Begin Records supplied

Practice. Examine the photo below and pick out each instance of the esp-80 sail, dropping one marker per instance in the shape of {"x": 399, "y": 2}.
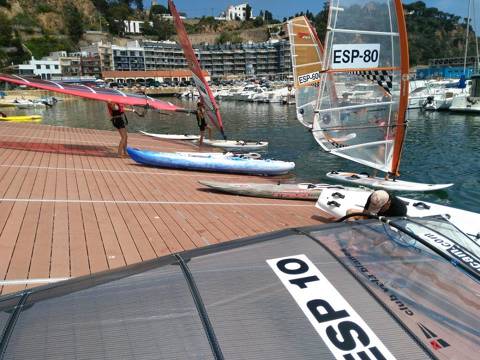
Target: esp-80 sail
{"x": 366, "y": 62}
{"x": 206, "y": 96}
{"x": 307, "y": 56}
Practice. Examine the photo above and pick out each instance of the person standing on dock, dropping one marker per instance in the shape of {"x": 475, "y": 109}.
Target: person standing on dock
{"x": 120, "y": 122}
{"x": 202, "y": 123}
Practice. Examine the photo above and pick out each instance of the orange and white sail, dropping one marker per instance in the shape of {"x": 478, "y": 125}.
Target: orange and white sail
{"x": 366, "y": 62}
{"x": 307, "y": 56}
{"x": 206, "y": 95}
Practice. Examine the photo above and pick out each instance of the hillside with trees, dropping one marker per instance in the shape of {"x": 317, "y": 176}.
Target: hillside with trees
{"x": 30, "y": 28}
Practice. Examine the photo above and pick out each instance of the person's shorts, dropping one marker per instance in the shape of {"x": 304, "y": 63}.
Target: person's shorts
{"x": 118, "y": 122}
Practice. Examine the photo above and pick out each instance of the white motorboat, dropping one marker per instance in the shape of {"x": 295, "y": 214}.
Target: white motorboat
{"x": 469, "y": 102}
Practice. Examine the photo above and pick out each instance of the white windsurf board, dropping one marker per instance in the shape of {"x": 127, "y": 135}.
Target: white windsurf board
{"x": 380, "y": 183}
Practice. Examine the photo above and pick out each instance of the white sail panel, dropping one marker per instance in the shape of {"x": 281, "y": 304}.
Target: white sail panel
{"x": 363, "y": 62}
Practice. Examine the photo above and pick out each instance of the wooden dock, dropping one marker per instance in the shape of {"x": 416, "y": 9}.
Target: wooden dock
{"x": 70, "y": 207}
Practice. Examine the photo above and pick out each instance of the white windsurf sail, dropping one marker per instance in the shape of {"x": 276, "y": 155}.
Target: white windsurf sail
{"x": 307, "y": 56}
{"x": 366, "y": 62}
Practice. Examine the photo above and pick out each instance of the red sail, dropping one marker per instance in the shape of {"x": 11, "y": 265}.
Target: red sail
{"x": 206, "y": 96}
{"x": 93, "y": 93}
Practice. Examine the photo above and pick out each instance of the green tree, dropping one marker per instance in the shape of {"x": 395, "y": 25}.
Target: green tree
{"x": 268, "y": 16}
{"x": 320, "y": 21}
{"x": 162, "y": 29}
{"x": 74, "y": 22}
{"x": 139, "y": 4}
{"x": 6, "y": 31}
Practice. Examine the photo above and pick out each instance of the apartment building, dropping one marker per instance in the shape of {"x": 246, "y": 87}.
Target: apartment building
{"x": 270, "y": 59}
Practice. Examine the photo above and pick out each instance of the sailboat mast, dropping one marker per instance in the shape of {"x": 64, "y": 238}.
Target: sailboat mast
{"x": 475, "y": 24}
{"x": 404, "y": 89}
{"x": 467, "y": 39}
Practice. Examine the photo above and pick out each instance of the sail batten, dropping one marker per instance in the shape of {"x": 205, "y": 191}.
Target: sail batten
{"x": 365, "y": 64}
{"x": 364, "y": 32}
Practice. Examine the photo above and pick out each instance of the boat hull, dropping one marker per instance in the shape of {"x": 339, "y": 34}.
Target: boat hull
{"x": 309, "y": 192}
{"x": 337, "y": 202}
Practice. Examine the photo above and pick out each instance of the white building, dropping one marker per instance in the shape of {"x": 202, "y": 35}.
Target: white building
{"x": 237, "y": 12}
{"x": 134, "y": 26}
{"x": 44, "y": 68}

End Records supplied

Short exercise:
Reproduce the listing above with "marker" replaced by "point" throughout, changing nothing else, and omit the pictures.

Solution below:
Practice. Examine the photo below and pick out each instance of the esp-80 sail, dropping one point per instance in the shape of {"x": 399, "y": 2}.
Target: esp-80 sail
{"x": 366, "y": 62}
{"x": 206, "y": 96}
{"x": 307, "y": 56}
Practice. Examine the photo above and pick out each instance of the person standing on dock, dropping one point per instance in the shape of {"x": 475, "y": 109}.
Target: person standing on dock
{"x": 120, "y": 122}
{"x": 202, "y": 123}
Practice. Examine the photo above and pick out each instance of the orange and white sail, dropping one point per instance in the shape of {"x": 478, "y": 125}.
Target: orange and white sail
{"x": 366, "y": 62}
{"x": 307, "y": 56}
{"x": 206, "y": 95}
Practice. Examine the photo above and pick out each instance of the hillside with trees, dropping one point per instance in the shape of {"x": 317, "y": 176}.
Target: hillside with trees
{"x": 30, "y": 28}
Practice. Examine the photo above and pick out each instance of the person's shorts, dropping one point per instance in the shape of {"x": 304, "y": 63}.
Target: person's shorts
{"x": 118, "y": 122}
Practice. Examine the photo above and pick out each instance of the white motorboat, dropping one point per instance in the shape of {"x": 295, "y": 214}.
Target: white motorboat
{"x": 469, "y": 102}
Practice. Examine the photo above and pick out each instance of the white windsurf board, dropping one point per instance in the shape of {"x": 127, "y": 135}.
Target: white windsurf board
{"x": 380, "y": 183}
Practice. Examine the photo above and pick out each instance of the white sail panel, dropping one point per instance in the shape of {"x": 281, "y": 304}.
Target: white sail panel
{"x": 363, "y": 62}
Practice. Examine the photo above and pick out each instance of the wooden dock, dropping one point per instance in the shape of {"x": 416, "y": 9}.
Target: wooden dock
{"x": 70, "y": 207}
Practice. Examine the photo above and pick out each instance of the white windsurf sail, dropping one point per instance in the shape of {"x": 276, "y": 155}.
Target: white windsurf sail
{"x": 307, "y": 56}
{"x": 366, "y": 62}
Practice. Examine the photo above and pick out each instance of the red sail, dropping one point per instance in the shape of {"x": 11, "y": 265}.
Target: red sail
{"x": 206, "y": 96}
{"x": 93, "y": 93}
Practice. Examine the photo above and pick out each instance of the green tree, dropping one point per instance in the shape of {"x": 395, "y": 25}.
Target: green tree
{"x": 268, "y": 16}
{"x": 320, "y": 21}
{"x": 162, "y": 29}
{"x": 74, "y": 22}
{"x": 139, "y": 4}
{"x": 6, "y": 31}
Practice. Examine the photo above and pick out each instance of the apartment building, dropping one point per instance in the shape of {"x": 246, "y": 87}.
Target: apartment building
{"x": 270, "y": 59}
Practice. Examine the photo above and pick out each instance of the sailboat mast, dropping one point per instance in the shape of {"x": 64, "y": 238}.
Target: sailboat mast
{"x": 475, "y": 24}
{"x": 404, "y": 89}
{"x": 467, "y": 39}
Practice. Examine the photo above and pick out each instance of the sail batten, dropping one point per instance in the shape of {"x": 205, "y": 191}.
Target: sail batten
{"x": 365, "y": 64}
{"x": 364, "y": 32}
Practice. Examine the photo above and pick out each instance of the boat hull, dropping one point per instance in the shape of {"x": 339, "y": 34}.
Target: boat hull
{"x": 309, "y": 192}
{"x": 337, "y": 202}
Practice. Examine the photo above and pick out each instance of the white building, dropping one point per instance in the shape of {"x": 202, "y": 35}.
Target: white building
{"x": 237, "y": 12}
{"x": 134, "y": 26}
{"x": 44, "y": 68}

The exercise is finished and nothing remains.